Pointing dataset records
-------------------------

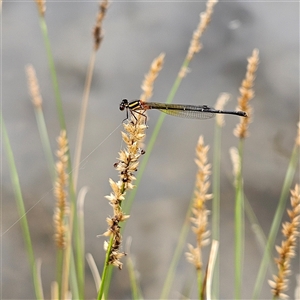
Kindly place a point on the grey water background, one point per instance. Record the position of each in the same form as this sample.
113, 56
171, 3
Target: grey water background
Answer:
135, 33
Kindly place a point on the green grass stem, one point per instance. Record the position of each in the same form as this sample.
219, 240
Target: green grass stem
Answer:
216, 203
239, 227
21, 210
45, 141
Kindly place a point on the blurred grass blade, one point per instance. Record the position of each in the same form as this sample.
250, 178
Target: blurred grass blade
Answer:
276, 221
52, 69
21, 209
176, 256
45, 141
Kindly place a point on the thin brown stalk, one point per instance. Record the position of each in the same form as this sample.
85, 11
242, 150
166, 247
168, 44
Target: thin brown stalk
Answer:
286, 251
199, 210
246, 94
98, 36
60, 192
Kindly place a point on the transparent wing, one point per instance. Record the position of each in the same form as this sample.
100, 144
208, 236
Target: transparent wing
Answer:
184, 111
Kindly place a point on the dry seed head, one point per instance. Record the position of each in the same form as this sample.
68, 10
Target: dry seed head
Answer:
246, 94
205, 18
60, 192
41, 5
221, 102
97, 32
200, 213
33, 86
286, 251
147, 85
126, 166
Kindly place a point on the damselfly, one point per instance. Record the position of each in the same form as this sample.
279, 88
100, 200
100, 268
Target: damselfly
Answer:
201, 112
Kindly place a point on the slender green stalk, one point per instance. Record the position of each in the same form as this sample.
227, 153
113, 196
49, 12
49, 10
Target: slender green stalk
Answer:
21, 209
239, 227
50, 59
135, 288
216, 204
45, 140
128, 203
106, 274
78, 249
83, 110
276, 221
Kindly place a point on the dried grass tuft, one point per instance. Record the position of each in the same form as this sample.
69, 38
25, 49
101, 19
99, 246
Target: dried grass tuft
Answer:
33, 87
286, 251
199, 210
60, 192
127, 165
246, 94
205, 18
41, 5
98, 32
147, 86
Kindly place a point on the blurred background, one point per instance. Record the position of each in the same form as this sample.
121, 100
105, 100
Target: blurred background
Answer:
136, 33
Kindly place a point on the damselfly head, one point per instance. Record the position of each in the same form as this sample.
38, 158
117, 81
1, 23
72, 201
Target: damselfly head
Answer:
123, 104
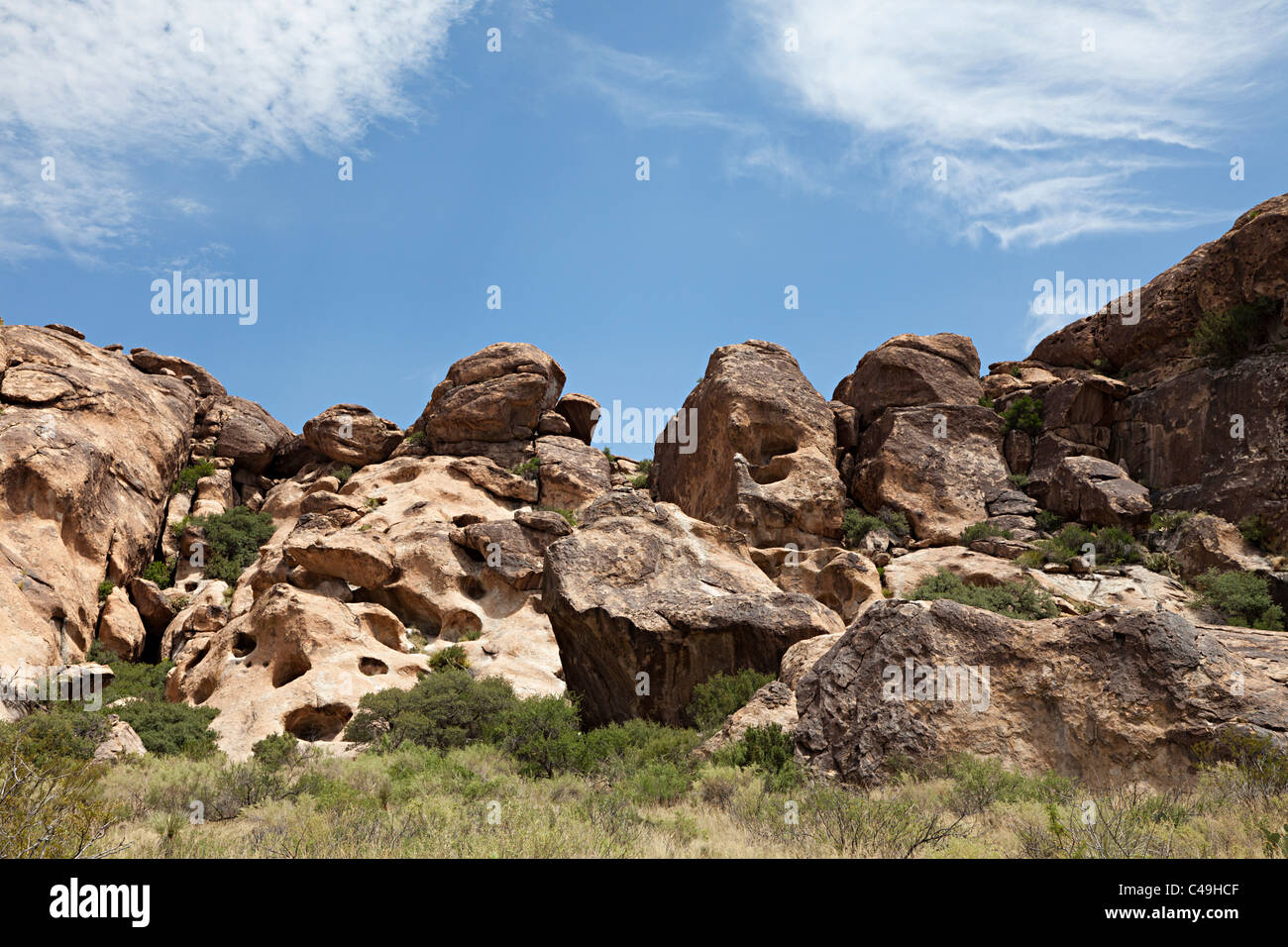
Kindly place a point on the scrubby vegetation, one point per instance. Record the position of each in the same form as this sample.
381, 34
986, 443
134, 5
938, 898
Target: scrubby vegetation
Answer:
1228, 335
1019, 599
1113, 547
187, 479
979, 531
233, 540
1241, 598
721, 694
1022, 414
855, 525
537, 787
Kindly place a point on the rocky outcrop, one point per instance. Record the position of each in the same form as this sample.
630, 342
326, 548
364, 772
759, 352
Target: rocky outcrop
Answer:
352, 434
938, 464
912, 369
1096, 491
490, 402
763, 458
89, 446
647, 602
1108, 697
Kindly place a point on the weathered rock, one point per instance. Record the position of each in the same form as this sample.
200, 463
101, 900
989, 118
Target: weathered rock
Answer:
120, 628
1203, 543
640, 587
490, 401
571, 474
940, 483
85, 475
296, 663
202, 381
912, 369
1096, 491
583, 414
1108, 697
244, 432
764, 455
352, 434
840, 579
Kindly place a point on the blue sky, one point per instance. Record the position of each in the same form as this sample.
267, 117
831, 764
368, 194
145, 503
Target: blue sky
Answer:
1086, 138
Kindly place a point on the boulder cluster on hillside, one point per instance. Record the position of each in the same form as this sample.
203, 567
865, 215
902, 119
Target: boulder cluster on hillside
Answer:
1055, 534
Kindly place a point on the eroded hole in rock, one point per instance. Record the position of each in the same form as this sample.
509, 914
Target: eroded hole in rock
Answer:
317, 723
288, 665
204, 689
370, 667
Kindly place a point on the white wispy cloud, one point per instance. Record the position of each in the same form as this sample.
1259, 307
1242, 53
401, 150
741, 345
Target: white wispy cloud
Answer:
106, 86
1044, 140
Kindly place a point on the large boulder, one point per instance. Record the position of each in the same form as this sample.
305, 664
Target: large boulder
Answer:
492, 402
295, 663
86, 460
647, 602
571, 474
911, 369
1096, 491
352, 434
244, 432
939, 464
764, 455
1106, 697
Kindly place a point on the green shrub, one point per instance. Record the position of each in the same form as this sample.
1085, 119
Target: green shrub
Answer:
528, 468
1022, 414
1166, 521
187, 479
721, 694
541, 735
171, 728
160, 573
451, 657
445, 710
1241, 598
233, 540
1228, 335
1020, 599
979, 531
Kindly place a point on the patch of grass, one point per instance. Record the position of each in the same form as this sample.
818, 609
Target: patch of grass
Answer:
1022, 414
1241, 598
1020, 599
1229, 335
527, 470
979, 531
721, 694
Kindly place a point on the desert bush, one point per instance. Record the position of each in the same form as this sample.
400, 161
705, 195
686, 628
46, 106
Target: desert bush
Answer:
1022, 414
233, 540
1228, 335
979, 531
721, 694
1241, 598
442, 710
187, 479
1020, 599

-------------------------

Task to complete:
The records above must be transcribed exactly. Pictures are left out of the copy.

Output for this task:
Kindly place a point on the grey water background, one point per instance. Record the position of each in the same form as this sample.
113, 56
171, 3
Target: grey water background
Answer:
135, 33
Kindly place a point on the green grass stem, one point per instance. Record the position of each in the same form as this sample.
219, 240
Target: green grass stem
Answer:
216, 203
239, 227
21, 210
45, 141
Kindly place a point on the blurred grass blade, one point per instance. Record the position of each in the same form as this sample.
250, 178
Target: blurred grass blade
Answer:
276, 221
52, 69
21, 209
176, 256
45, 141
Kindly place a point on the thin brown stalk, one point per instance. Record the position of each in the same form as this sample.
85, 11
242, 150
166, 247
168, 44
Target: thin brown stalk
Answer:
286, 251
199, 210
246, 94
98, 36
60, 192
Kindly place a point on the transparent wing, one point per instance. Record the position of each in the same form as this sample.
100, 144
208, 236
Target: transparent wing
Answer:
184, 111
Kindly place a point on the dry seed head, one point per instance. Record the position of each in the same form as this sample.
68, 10
Target: dry seed head
Answer:
246, 94
205, 18
60, 192
41, 5
221, 102
97, 32
200, 213
33, 86
286, 251
147, 85
126, 166
Kindly place a point on the damselfly, one point per instance. Record the position of each in the same form as this sample.
279, 88
100, 200
100, 268
Target: damselfly
Answer:
201, 112
Kindly place a point on the slender green stalk, one point per instance. Record the position of each in the same form as this sample.
227, 153
113, 196
49, 12
49, 10
Target: slender green stalk
Answer:
21, 209
239, 227
50, 59
135, 288
216, 204
45, 140
128, 203
106, 274
78, 249
83, 110
276, 221
Kindly place a point on the dried grass tuft, one point per instance. Record the position of each in the same form as this sample.
69, 38
25, 49
101, 19
99, 246
Target: dried grass tuft
Answer:
33, 87
286, 251
199, 210
60, 192
127, 165
246, 94
205, 18
41, 5
98, 32
147, 86
Kindly place a point on the blurred background, one point per instance. Record the position of each in the same form as this sample.
121, 100
105, 100
Target: blurred background
Answer:
136, 33
Kindly place a point on the damselfly head, one point per instance. Record the position of each in the same form as this sample.
38, 158
117, 81
1, 23
72, 201
Target: damselfly head
Answer:
123, 104
Kindly place a point on the scrubby vegetation, one point per instance. Record the position of each in the same form as this sample.
381, 34
986, 443
134, 5
938, 898
Target: scrubby vegetation
Answer:
1228, 335
1019, 599
1113, 547
187, 479
979, 531
233, 540
1241, 598
721, 694
1022, 414
855, 525
537, 787
Kindly place a point on the rocky outcrop, one point per instance. Record the position of each in the same form as this sample.
630, 342
326, 548
364, 772
759, 352
Target: rocky outcrop
Answer:
352, 434
938, 464
912, 369
1096, 491
490, 402
763, 458
89, 446
647, 602
1108, 697
Kindly place a point on the weathered rock, one point per instance. Record the position of each in the same form as this sample.
200, 463
101, 900
989, 118
Target: weathered rock
Answer:
120, 628
1203, 543
640, 587
490, 401
571, 474
940, 483
85, 475
296, 663
202, 381
912, 369
1096, 491
583, 414
1108, 697
244, 432
764, 455
352, 434
840, 579
Kindly place a point on the blue sky, one point per instance. Record the position of each in the same form as this sample.
267, 117
831, 764
368, 194
145, 503
Target: blue sky
Answer:
1086, 138
Kindly place a point on the boulder cluster on hillside, one point per instance. Record the position of each in the same form as this sample.
203, 567
865, 215
902, 119
Target: boulder cluster on hillside
Answer:
1055, 534
Kindly place a point on the eroded hole in rock, one point per instance. Record the position of each in the same form as this sample.
509, 914
Target: eroded hole in rock
Answer:
317, 723
288, 665
204, 689
370, 667
Kindly place a point on the white wispy cloud, one point per instance. Record the position of each in the same form as this sample.
1259, 307
1242, 53
401, 150
741, 345
Target: white wispy cloud
Answer:
106, 86
1044, 140
Kindly place a point on the large boulder, one point per instance. Record the position of each in the same form as this sample.
305, 664
Target: large boulder
Answer:
492, 402
295, 663
86, 460
647, 602
571, 474
911, 369
1096, 491
352, 434
244, 432
939, 464
764, 455
1106, 697
Kindly place a point on the green shrub, one point per instance. Record the position of each in the same form as this sample.
1085, 119
Target: green shrub
Answer:
528, 468
1022, 414
1166, 521
187, 479
721, 694
541, 735
171, 728
160, 573
451, 657
445, 710
1241, 598
233, 540
1228, 335
1020, 599
979, 531
Kindly place a point on the patch of grass, one point per instance. Record the position of each in the same form as this sample.
818, 609
Target: patch of grass
Answer:
1022, 414
1241, 598
1020, 599
1229, 335
527, 470
979, 531
721, 694
Kindly place a point on the desert bush, one point per instance. Record the position of each in the same form as this sample.
400, 161
705, 195
686, 628
46, 106
Target: desert bush
Answer:
1022, 414
233, 540
1228, 335
979, 531
721, 694
1241, 598
442, 710
187, 479
1020, 599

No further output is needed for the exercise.